◆ **TEXT BLOCK**:
+---+

Jessie Frazelle: Yeah. No, this is very true because they did complain and then I was like, "Okay, I'm going to go talk to some people." And so, I spent a lot of time actually tracking down a bunch of fuel and getting on the phone with them. Honestly, then I was like, "Whoa, Dell is really bad. I didn't realize that everyone has the same exact problem." Not only that, you get it by these vendors into thinking this problem is only yours.
Corey Quinn: You bought the wrong rails. No one has ever done that before. You must be simple.
Bryan Cantrill: We've never seen this problem before. You're the only ones to report this problem. I cannot tell you how deeply to the marrow frustrating it is. Honestly, this is... Corey, you made this point too about AWS and the Cloud taking this pain away. That is one thing that AWS really does not do. They do not try to tell a customer that they are the only ones seeing a problem. Logic is they can't get away with that. Right? They can't get away with saying no. Frankfurt is only down for you.
Corey Quinn: Yeah, Twitter would disagree.
Bryan Cantrill: Exactly. But, you don't have a way of going to Twitter and understanding that "Hey, is anyone else seeing a level of dim failure that that seems to be too high to take an example?" We were seeing a problem guys. Steven was at that in 2011 when we were seeing a pandemic of reliability issues. We were being told we're the only ones that are seeing this problem and it's a problem that we couldn't possibly create so it made no sense.
I asked a room full of, I don't know how many were in there, like 300 people, "Could you raise your hand if you've ever seen a parody error on your rate controller?" All of a sudden, 20 or 30 angry hands shot up. It wasn't very many people, but it was we were not the only ones-
Steve Tuck: ... All these people discovering they weren't the only one. They all have the same message.
Bryan Cantrill: They were not the only ones. I was looking around and I'm seeing like, "Wait a minute." My hand isn't the only one that's up and all of a sudden you have like an instant therapy group. That shows you the level of frustration and that level of frustration has only grown in the last decade.
Steve Tuck: A big part of the frustration stems from the disconnected hardware and software. To your example, Corey, you go buy a bunch of hardware and if you can get it all uniform and get it stood up and racked and tester drives and now you have a collection of hardware, but yet now you have to go add software.
Bryan Cantrill: But Steve, we can just run Kubernetes on bare metal, right, Jess?
Steve Tuck: Stop it.
Jessie Frazelle: Don't even. Do not. That was not the third rail that you're supposed to touch by the way.

+---+

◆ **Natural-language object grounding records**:
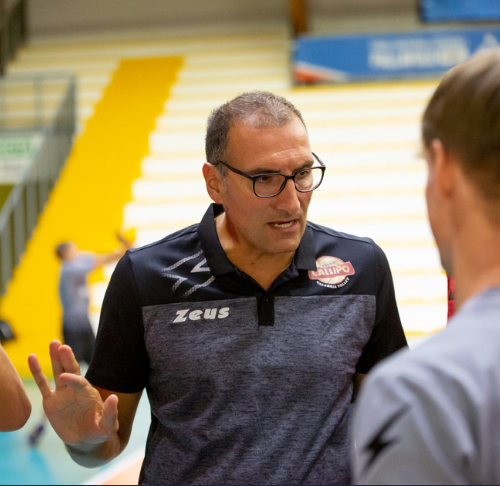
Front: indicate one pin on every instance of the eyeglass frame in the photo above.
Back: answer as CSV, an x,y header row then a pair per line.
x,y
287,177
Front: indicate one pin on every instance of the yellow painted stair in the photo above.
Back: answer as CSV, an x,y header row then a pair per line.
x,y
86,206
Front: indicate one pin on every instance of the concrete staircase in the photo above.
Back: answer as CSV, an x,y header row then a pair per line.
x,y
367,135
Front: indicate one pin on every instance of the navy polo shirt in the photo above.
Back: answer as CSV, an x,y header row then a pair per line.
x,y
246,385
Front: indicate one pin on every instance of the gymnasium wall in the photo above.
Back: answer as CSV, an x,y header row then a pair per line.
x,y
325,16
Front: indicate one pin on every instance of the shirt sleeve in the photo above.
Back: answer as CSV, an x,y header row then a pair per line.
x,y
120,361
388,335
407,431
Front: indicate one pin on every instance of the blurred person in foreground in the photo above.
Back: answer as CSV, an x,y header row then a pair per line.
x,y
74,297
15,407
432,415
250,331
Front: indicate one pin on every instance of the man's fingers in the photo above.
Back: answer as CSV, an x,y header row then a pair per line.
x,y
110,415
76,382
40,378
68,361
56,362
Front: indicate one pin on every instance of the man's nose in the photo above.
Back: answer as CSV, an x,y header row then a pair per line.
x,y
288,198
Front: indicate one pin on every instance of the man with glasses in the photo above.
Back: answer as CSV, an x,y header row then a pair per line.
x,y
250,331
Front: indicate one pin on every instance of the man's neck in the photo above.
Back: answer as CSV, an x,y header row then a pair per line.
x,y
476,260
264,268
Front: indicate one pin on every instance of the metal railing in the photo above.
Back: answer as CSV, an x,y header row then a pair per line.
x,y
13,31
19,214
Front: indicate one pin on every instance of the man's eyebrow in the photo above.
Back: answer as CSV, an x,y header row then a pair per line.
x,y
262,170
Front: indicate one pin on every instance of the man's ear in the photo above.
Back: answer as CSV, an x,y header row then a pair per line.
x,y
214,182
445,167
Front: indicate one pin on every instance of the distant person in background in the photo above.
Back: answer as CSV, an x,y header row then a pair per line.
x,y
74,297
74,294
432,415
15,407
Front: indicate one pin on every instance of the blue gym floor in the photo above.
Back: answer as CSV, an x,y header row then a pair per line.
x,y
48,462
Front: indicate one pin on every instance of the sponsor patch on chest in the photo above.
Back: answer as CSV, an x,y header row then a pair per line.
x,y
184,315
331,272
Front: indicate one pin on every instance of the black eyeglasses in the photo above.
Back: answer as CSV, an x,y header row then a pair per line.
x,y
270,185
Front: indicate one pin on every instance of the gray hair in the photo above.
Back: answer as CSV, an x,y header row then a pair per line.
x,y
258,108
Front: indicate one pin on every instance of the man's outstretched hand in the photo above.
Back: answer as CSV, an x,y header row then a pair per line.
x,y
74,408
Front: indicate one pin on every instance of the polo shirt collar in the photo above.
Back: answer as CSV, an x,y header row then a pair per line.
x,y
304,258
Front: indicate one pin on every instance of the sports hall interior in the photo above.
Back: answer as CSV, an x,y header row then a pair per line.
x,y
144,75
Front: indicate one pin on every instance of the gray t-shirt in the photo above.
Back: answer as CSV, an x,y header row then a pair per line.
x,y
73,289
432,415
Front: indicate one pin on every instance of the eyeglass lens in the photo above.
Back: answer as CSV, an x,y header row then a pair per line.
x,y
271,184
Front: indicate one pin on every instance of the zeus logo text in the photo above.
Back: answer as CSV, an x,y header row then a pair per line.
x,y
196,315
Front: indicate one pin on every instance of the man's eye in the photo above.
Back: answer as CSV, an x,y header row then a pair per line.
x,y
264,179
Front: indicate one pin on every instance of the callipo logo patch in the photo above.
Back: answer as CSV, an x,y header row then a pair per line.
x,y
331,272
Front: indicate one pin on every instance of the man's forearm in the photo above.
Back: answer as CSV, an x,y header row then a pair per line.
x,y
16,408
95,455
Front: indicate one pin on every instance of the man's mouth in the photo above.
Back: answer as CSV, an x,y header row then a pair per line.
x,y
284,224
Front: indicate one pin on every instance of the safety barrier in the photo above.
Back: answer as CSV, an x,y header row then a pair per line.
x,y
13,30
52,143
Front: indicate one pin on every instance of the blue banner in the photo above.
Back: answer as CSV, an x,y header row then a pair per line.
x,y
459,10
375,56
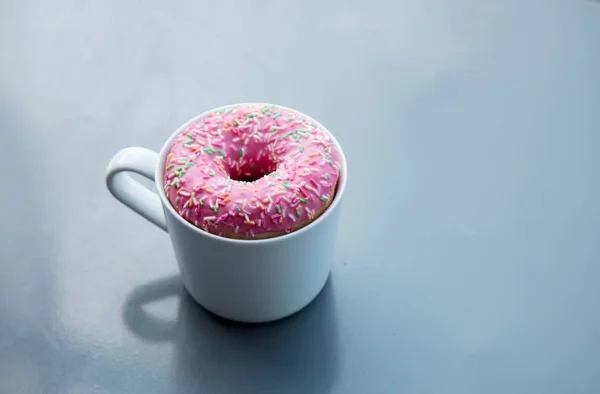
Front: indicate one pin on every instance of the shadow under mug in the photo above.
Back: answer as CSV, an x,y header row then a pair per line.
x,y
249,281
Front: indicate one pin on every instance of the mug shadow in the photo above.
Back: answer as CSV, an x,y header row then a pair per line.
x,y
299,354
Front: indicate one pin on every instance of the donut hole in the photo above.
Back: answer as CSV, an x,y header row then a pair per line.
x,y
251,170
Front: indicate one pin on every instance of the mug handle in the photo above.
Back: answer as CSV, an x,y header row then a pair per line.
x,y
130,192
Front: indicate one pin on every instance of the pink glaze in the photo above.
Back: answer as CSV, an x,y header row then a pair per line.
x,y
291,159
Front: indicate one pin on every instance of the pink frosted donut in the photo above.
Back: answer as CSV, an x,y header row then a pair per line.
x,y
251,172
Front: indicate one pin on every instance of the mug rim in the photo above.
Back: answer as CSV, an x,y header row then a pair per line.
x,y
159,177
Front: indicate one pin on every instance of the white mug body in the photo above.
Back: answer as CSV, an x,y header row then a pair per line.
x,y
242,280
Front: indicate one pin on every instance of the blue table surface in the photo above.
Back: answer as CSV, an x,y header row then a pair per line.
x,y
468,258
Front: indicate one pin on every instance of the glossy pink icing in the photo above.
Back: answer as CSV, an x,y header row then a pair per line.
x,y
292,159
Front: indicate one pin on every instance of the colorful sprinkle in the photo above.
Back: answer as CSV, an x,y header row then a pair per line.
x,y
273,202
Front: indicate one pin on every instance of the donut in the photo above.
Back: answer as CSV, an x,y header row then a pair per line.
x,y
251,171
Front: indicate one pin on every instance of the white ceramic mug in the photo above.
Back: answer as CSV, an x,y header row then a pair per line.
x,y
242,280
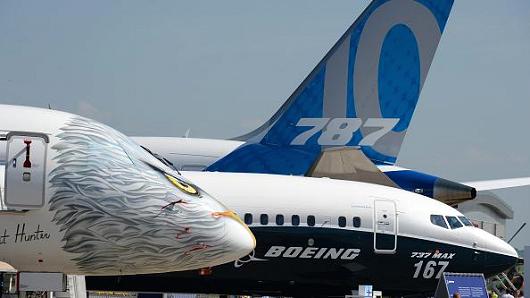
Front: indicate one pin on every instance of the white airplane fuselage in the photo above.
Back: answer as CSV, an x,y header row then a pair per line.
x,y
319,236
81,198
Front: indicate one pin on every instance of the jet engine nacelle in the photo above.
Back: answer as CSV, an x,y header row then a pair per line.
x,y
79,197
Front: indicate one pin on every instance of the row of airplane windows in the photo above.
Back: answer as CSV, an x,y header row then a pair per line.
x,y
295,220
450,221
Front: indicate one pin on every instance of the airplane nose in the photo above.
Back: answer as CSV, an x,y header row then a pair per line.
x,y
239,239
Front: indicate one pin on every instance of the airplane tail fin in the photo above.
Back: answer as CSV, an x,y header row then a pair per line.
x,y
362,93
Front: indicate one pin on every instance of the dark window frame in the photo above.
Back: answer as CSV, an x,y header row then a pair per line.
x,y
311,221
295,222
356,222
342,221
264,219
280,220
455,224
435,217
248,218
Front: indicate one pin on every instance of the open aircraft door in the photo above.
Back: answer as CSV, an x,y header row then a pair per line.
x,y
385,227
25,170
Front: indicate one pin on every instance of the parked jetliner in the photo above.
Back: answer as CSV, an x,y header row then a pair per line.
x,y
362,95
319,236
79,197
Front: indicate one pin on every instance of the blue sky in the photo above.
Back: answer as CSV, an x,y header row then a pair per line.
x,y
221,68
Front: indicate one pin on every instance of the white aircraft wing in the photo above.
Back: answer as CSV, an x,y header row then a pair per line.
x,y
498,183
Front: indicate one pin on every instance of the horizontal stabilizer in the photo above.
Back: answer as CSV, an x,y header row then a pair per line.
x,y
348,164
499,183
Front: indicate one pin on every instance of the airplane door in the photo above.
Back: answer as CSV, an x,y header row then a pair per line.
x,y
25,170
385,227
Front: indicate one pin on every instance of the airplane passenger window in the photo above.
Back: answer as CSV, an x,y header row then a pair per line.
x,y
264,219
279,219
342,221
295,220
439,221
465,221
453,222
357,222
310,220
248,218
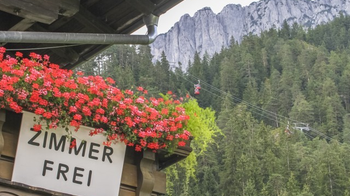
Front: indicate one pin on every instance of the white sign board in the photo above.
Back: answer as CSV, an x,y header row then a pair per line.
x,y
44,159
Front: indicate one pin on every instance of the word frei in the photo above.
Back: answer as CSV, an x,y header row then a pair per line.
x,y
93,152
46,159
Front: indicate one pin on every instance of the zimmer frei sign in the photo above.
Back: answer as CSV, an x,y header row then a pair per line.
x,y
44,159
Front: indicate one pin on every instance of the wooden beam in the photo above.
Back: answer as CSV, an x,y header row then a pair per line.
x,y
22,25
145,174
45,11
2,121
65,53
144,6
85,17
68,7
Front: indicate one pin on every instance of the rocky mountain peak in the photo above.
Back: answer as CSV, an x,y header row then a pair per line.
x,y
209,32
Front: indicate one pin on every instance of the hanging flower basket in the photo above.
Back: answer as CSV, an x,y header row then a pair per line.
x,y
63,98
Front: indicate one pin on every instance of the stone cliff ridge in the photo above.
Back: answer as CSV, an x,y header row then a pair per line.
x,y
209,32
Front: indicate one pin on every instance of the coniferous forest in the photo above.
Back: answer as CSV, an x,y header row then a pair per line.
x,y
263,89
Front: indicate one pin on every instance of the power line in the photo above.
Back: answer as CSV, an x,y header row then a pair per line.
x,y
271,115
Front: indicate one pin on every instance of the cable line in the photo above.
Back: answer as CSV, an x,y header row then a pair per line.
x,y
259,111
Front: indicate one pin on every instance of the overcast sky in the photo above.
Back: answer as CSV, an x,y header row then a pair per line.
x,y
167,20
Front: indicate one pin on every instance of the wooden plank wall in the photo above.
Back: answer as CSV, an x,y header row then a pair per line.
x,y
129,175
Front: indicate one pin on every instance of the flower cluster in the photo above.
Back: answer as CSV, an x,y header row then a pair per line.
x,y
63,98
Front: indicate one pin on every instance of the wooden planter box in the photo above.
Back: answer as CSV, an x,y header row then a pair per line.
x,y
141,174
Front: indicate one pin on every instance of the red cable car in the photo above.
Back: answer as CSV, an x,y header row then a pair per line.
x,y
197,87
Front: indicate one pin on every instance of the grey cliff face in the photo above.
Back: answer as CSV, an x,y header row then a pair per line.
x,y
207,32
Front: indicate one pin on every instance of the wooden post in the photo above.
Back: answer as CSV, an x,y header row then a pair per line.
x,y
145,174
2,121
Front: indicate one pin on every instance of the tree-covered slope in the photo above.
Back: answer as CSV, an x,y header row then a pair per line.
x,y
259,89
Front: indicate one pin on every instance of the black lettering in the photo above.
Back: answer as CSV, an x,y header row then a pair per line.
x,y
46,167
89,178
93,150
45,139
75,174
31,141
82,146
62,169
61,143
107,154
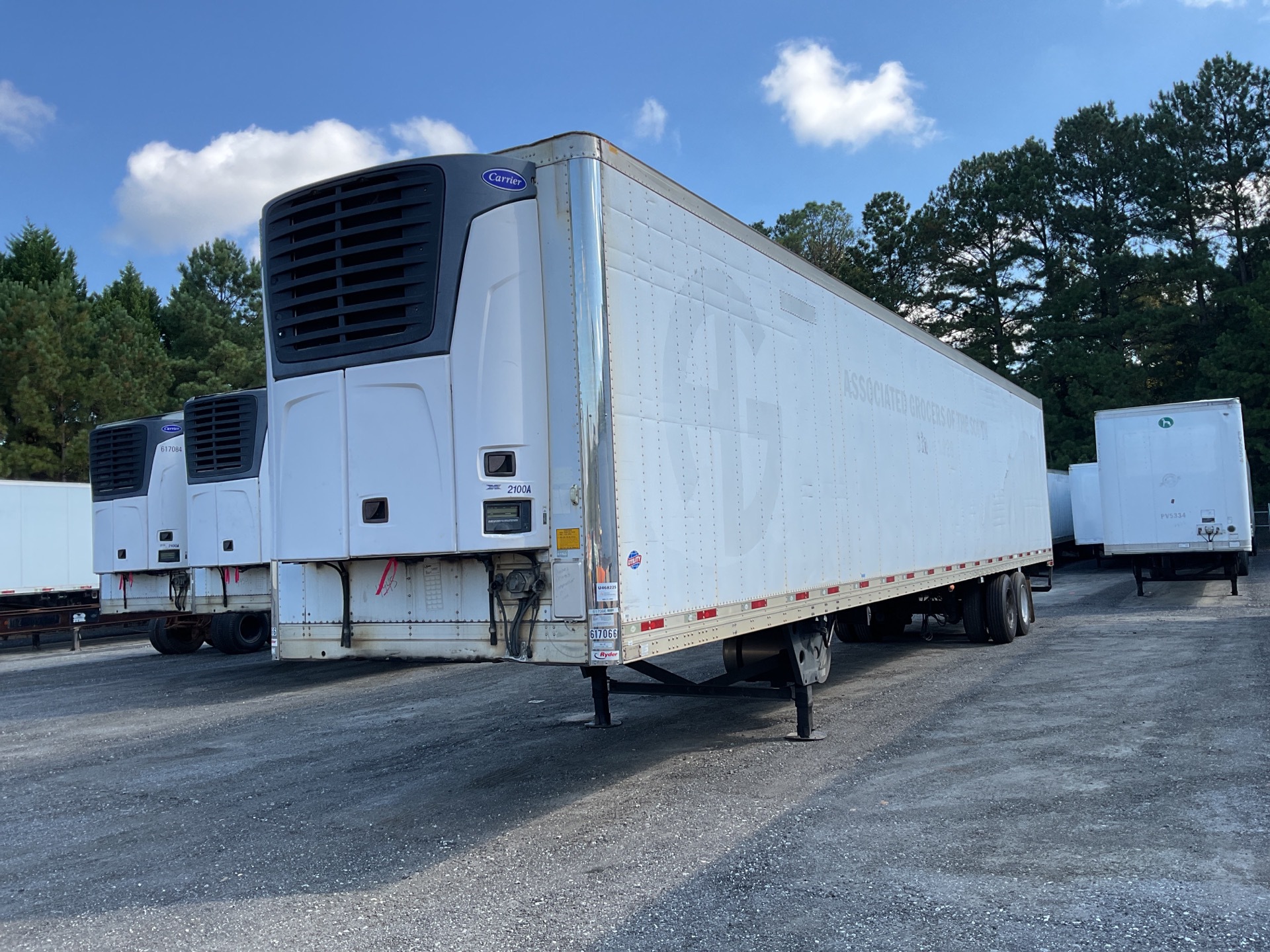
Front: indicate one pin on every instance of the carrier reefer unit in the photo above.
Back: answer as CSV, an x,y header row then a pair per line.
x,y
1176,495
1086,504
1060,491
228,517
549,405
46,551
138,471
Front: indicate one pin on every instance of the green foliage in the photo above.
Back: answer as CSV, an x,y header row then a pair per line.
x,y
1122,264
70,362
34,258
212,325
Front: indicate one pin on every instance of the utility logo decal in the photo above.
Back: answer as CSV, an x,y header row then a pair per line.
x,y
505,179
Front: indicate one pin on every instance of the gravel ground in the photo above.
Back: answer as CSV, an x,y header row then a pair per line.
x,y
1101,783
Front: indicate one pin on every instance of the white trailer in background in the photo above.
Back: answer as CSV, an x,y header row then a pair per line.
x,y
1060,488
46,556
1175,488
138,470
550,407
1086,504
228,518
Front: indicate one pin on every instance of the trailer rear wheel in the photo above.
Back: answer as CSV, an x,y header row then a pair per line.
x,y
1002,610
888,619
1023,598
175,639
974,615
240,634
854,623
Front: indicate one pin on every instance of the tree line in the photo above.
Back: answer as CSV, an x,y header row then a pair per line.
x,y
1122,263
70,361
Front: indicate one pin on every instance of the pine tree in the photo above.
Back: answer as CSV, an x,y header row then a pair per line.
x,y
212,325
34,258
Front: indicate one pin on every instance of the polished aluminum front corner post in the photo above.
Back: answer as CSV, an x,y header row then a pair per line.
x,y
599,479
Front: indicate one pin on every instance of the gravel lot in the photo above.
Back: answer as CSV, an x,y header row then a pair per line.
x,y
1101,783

+---+

◆ **WORK ITEM A**: Name every speaker who appears in the transcript about hardware vendors.
◆ **WORK ITEM B**: Write a continuation of the hardware-vendor conversation that picks up after its last line.
The records have nothing to do with the text.

◆ **ANSWER BOX A**: Jessie Frazelle, Corey Quinn, Bryan Cantrill, Steve Tuck

◆ **ANSWER BOX B**:
Bryan Cantrill: I love that third rail. That's one of my favorite third rails to touch.
Steve Tuck: But, tightly integrating hardware and software together is going to be one key differentiation point for us, Corey. And owning both the hardware and the software side so the customer doesn't have to so they can effectively roll a rack in, plug it in and expose the APIs to the developers that they love and operational tools that they love. This is the kind of stuff you would have expected to come out of hardware 20 years ago, 10 years ago and so we're finally going to do it.
Corey Quinn: I will say that what you're saying resonates as far as people having anger about what's going on in this, I guess, world of data centers. I gave a talk at scale beginning of 2019 called The Cloud is a Scam. Apparently, someone ripped it off and put it up on YouTube a few weeks ago and I just glanced that as 43,000 views and a bunch of terrible comments and someone's monetizing it who is not me. Great, awesome. At least the message is getting out there. But the goal, the entire talk is in five minutes, is just a litany of failures I had while setting up a data center series in one year at an old job. Every single one of those stories happened and people resonated. Each one resonates with people. The picture of the four different sizes of rack nuts that look exactly the same, that are never actually compatible with one another, a Schrodinger's GBIC where you send the wrong one every time and there's no way out of it. Just going down this litany of terrible experiences that everyone can relate to.
Steve Tuck: Was that GBIC a Sun GBIC by the way?
Corey Quinn: No, I think it was a Cisco GBIC at that point, just because we all have our own personal scars.
Steve Tuck: Serious GBIC problem. That was a century back.
Corey Quinn: Yeah, and the fact that it resonates as strongly as it does. It's fascinating.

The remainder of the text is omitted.